#### Source data ####

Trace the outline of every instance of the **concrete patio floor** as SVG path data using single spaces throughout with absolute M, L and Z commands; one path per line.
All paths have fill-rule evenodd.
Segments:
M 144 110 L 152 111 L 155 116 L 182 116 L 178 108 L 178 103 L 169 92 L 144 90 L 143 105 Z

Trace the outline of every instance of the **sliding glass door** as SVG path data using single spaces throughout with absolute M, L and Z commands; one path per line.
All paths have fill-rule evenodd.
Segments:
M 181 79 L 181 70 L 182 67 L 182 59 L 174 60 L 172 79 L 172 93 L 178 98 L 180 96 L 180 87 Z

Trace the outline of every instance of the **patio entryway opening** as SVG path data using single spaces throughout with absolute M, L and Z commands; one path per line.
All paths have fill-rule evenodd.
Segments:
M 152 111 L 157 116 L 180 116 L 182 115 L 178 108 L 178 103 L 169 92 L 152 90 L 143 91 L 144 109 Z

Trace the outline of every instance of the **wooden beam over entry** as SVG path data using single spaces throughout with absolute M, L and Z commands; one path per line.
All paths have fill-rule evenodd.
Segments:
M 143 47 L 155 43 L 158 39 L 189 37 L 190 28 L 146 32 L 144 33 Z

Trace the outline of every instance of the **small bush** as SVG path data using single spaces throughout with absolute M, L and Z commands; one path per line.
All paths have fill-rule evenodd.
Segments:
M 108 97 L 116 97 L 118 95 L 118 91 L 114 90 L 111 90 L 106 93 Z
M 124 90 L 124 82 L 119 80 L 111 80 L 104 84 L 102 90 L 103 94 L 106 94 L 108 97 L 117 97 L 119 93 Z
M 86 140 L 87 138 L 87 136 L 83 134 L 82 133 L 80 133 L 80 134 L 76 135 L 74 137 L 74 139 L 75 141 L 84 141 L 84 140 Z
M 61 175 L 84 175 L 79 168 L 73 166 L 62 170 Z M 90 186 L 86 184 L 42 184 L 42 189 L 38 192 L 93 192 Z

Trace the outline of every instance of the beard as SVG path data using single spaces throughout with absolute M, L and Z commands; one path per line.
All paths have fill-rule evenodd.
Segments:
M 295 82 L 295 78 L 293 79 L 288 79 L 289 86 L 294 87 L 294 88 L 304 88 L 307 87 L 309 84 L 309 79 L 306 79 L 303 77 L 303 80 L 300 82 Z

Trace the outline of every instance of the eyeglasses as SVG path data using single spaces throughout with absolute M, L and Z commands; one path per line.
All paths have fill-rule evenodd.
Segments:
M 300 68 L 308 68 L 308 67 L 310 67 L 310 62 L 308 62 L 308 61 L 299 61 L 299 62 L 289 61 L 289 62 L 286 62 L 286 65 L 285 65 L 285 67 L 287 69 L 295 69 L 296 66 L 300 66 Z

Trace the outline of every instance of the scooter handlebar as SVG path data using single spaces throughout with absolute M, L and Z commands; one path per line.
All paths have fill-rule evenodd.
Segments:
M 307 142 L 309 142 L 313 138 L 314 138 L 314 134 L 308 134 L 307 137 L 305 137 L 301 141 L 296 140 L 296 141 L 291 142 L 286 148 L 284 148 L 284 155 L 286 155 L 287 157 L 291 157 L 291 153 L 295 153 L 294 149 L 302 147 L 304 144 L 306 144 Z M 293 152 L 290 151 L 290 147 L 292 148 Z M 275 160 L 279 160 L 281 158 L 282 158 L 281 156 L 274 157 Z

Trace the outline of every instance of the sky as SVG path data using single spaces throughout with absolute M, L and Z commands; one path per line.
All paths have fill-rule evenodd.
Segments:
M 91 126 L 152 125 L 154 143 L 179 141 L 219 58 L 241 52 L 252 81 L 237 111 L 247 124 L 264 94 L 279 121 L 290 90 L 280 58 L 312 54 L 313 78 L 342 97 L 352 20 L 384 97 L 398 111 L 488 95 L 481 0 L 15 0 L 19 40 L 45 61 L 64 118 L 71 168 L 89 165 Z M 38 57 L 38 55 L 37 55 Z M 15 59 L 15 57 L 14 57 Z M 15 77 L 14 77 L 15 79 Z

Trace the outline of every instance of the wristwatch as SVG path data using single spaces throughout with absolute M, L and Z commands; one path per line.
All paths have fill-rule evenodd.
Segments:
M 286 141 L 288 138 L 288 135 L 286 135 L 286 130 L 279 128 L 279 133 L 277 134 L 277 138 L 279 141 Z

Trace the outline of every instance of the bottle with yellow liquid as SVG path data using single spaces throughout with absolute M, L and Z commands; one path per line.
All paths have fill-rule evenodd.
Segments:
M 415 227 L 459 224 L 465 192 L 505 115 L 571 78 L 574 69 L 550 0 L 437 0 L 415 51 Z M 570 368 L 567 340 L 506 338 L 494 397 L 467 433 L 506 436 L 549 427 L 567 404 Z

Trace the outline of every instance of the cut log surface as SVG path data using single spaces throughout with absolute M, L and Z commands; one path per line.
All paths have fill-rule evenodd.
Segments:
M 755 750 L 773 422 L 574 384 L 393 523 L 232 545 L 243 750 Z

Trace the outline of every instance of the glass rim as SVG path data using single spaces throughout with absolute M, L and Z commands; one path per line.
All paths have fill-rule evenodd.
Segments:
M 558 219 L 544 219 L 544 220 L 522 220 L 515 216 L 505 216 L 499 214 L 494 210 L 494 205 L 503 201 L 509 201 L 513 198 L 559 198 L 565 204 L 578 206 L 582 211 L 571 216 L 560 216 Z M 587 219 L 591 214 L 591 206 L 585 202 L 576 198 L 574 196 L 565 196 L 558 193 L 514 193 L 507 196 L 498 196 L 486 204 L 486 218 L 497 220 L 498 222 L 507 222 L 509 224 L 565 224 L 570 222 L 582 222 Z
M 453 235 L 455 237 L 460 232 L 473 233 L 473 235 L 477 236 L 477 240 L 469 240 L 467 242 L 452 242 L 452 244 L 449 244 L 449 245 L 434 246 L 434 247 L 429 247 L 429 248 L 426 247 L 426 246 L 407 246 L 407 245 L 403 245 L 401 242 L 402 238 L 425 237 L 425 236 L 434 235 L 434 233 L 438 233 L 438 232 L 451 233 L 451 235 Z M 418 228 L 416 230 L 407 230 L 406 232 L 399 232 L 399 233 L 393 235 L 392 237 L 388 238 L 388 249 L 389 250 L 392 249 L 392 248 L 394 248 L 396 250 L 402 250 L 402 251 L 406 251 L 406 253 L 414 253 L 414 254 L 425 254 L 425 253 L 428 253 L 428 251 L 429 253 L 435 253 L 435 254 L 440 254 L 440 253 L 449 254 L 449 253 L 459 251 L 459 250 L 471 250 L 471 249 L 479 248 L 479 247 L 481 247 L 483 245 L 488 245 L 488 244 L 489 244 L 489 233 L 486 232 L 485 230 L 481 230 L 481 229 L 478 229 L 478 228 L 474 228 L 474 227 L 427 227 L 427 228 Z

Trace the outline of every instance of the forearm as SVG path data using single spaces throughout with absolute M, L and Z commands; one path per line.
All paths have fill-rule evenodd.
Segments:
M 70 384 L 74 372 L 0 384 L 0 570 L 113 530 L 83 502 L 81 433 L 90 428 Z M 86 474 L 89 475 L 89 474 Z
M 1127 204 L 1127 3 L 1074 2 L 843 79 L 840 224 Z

####

▶ _Given problem_
Reproduce every item above with each occurrence of "Segments" swapped for "Paths", keeping all other text unchanged.

▶ _Final result_
Trace the outline of every instance of the **concrete patio floor** as SVG path data using single spaces throughout with absolute M, L and Z commands; one path per line.
All paths have fill-rule evenodd.
Paths:
M 144 110 L 152 111 L 155 116 L 182 116 L 178 108 L 178 103 L 169 92 L 144 90 L 143 105 Z

Trace the outline of every instance of the **sliding glass door** as SVG path data using single spaces throughout with absolute M, L and Z commands; one path per line.
All paths have fill-rule evenodd.
Paths:
M 181 79 L 181 70 L 182 67 L 182 59 L 174 60 L 172 79 L 172 93 L 178 98 L 180 96 L 180 87 Z

Trace the outline of every instance of the **patio entryway opening** as SVG path data using single spaces throughout with absolute M, L and Z commands; one path per line.
All paths have fill-rule evenodd.
Paths:
M 152 111 L 157 116 L 180 116 L 182 115 L 178 108 L 178 103 L 169 92 L 152 90 L 143 91 L 144 109 Z

Trace the outline of every instance of the **wooden beam over entry** as SVG path data using single spaces throughout with absolute M, L and Z commands; one path per line.
All paths have fill-rule evenodd.
Paths:
M 143 47 L 155 43 L 158 39 L 189 37 L 190 28 L 146 32 L 144 33 Z

Trace the outline of every instance of the **small bush** as SVG path data using single spaces throughout with absolute M, L and Z commands; one path per line.
All paths have fill-rule evenodd.
Paths:
M 108 97 L 116 97 L 118 95 L 118 91 L 114 90 L 111 90 L 106 93 Z
M 124 90 L 124 82 L 119 80 L 111 80 L 104 84 L 102 90 L 103 94 L 106 94 L 108 97 L 117 97 L 119 93 Z
M 86 140 L 87 138 L 87 136 L 83 134 L 82 133 L 80 133 L 80 134 L 76 135 L 74 137 L 74 139 L 75 141 L 84 141 L 84 140 Z
M 61 175 L 84 175 L 79 168 L 73 166 L 62 170 Z M 90 186 L 86 184 L 42 184 L 42 189 L 38 192 L 93 192 Z

Trace the outline of every instance of the beard as SVG path data using single spaces throughout with absolute M, L and Z commands; one path per line.
All paths have fill-rule evenodd.
Paths:
M 295 82 L 295 78 L 293 79 L 288 79 L 289 86 L 294 87 L 294 88 L 304 88 L 307 87 L 309 84 L 309 79 L 306 79 L 303 77 L 303 80 L 300 82 Z

Trace the outline of every instance of the eyeglasses as SVG path data using single spaces throughout with absolute M, L and Z commands; one path per line.
All paths have fill-rule evenodd.
Paths:
M 300 68 L 308 68 L 308 67 L 310 67 L 310 62 L 308 62 L 308 61 L 299 61 L 299 62 L 289 61 L 289 62 L 286 62 L 286 65 L 285 65 L 285 67 L 287 69 L 295 69 L 296 66 L 300 66 Z

Trace the outline of every instance of the scooter handlebar as SVG path data using single spaces throughout with absolute M, L and Z commands; one path per line.
All paths have fill-rule evenodd.
Paths:
M 307 142 L 309 142 L 313 138 L 314 138 L 314 134 L 308 134 L 307 137 L 305 137 L 301 141 L 296 140 L 296 141 L 291 142 L 286 148 L 284 148 L 284 155 L 286 155 L 287 157 L 291 157 L 291 153 L 295 153 L 294 149 L 302 147 L 304 144 L 306 144 Z M 293 152 L 290 151 L 290 147 L 292 148 Z M 275 160 L 279 160 L 281 158 L 282 158 L 281 156 L 274 157 Z

Trace the outline of every instance of the sky as SVG path data using single spaces throughout with absolute M, L and Z commands; one path per line.
All paths have fill-rule evenodd.
Paths:
M 91 126 L 152 125 L 154 143 L 179 141 L 219 58 L 241 52 L 252 81 L 237 111 L 247 124 L 264 94 L 279 121 L 290 90 L 280 58 L 312 54 L 313 78 L 342 97 L 352 20 L 384 97 L 398 111 L 488 95 L 481 0 L 15 0 L 19 40 L 45 61 L 64 118 L 71 168 L 89 165 Z M 38 57 L 38 55 L 37 55 Z M 15 59 L 15 57 L 14 57 Z M 15 77 L 14 77 L 15 79 Z

Trace the outline of every instance of the wristwatch as SVG path data using single spaces throughout with absolute M, L and Z commands; one path per line.
All paths have fill-rule evenodd.
Paths:
M 286 141 L 288 138 L 288 135 L 286 135 L 286 130 L 279 128 L 279 133 L 277 134 L 277 138 L 279 141 Z

Trace the outline of every instance of the bottle with yellow liquid as SVG path data using single spaces throughout with absolute M, L and Z commands; one path per line.
All paths have fill-rule evenodd.
Paths:
M 415 227 L 459 224 L 465 192 L 505 115 L 571 78 L 574 69 L 550 0 L 437 0 L 415 51 Z M 570 368 L 567 340 L 506 338 L 494 397 L 467 433 L 506 436 L 549 427 L 567 404 Z

Trace the outline of every instance of the cut log surface as SVG path data using single spaces throughout with absolute M, L and Z commands; one path per line.
All paths have fill-rule evenodd.
Paths:
M 755 750 L 773 422 L 574 384 L 393 523 L 232 545 L 243 750 Z

Trace the outline of every instance of the glass rim as SVG path data using single spaces throughout with absolute M, L and Z commands; one path per line.
All paths have fill-rule evenodd.
Paths:
M 558 219 L 544 219 L 544 220 L 522 220 L 515 216 L 505 216 L 499 214 L 494 210 L 494 205 L 503 201 L 509 201 L 513 198 L 559 198 L 565 204 L 578 206 L 582 211 L 571 216 L 560 216 Z M 587 219 L 591 214 L 591 206 L 585 202 L 576 198 L 574 196 L 565 196 L 558 193 L 514 193 L 507 196 L 498 196 L 486 204 L 486 218 L 497 220 L 498 222 L 507 222 L 509 224 L 565 224 L 570 222 L 582 222 Z
M 453 235 L 455 237 L 460 232 L 473 233 L 473 235 L 477 236 L 477 240 L 469 240 L 467 242 L 452 242 L 452 244 L 449 244 L 449 245 L 434 246 L 434 247 L 429 247 L 429 248 L 426 247 L 426 246 L 407 246 L 407 245 L 403 245 L 401 242 L 402 238 L 425 237 L 425 236 L 434 235 L 434 233 L 438 233 L 438 232 L 451 233 L 451 235 Z M 418 228 L 416 230 L 407 230 L 406 232 L 399 232 L 399 233 L 393 235 L 392 237 L 388 238 L 388 249 L 389 250 L 392 249 L 392 248 L 394 248 L 396 250 L 402 250 L 402 251 L 406 251 L 406 253 L 414 253 L 414 254 L 425 254 L 425 253 L 428 253 L 428 251 L 429 253 L 435 253 L 435 254 L 440 254 L 440 253 L 449 254 L 449 253 L 459 251 L 459 250 L 471 250 L 471 249 L 479 248 L 479 247 L 481 247 L 483 245 L 488 245 L 488 244 L 489 244 L 489 233 L 486 232 L 485 230 L 481 230 L 481 229 L 478 229 L 478 228 L 474 228 L 474 227 L 427 227 L 427 228 Z

Trace the outline of every instance of the forearm as SVG path data using single spaces throughout with absolute M, L and Z commands; one path per line.
All paths have fill-rule evenodd.
Paths:
M 70 384 L 74 372 L 0 384 L 0 570 L 113 530 L 83 502 L 81 433 L 90 428 Z M 86 474 L 89 475 L 89 474 Z
M 1127 204 L 1127 3 L 1074 2 L 843 79 L 840 224 Z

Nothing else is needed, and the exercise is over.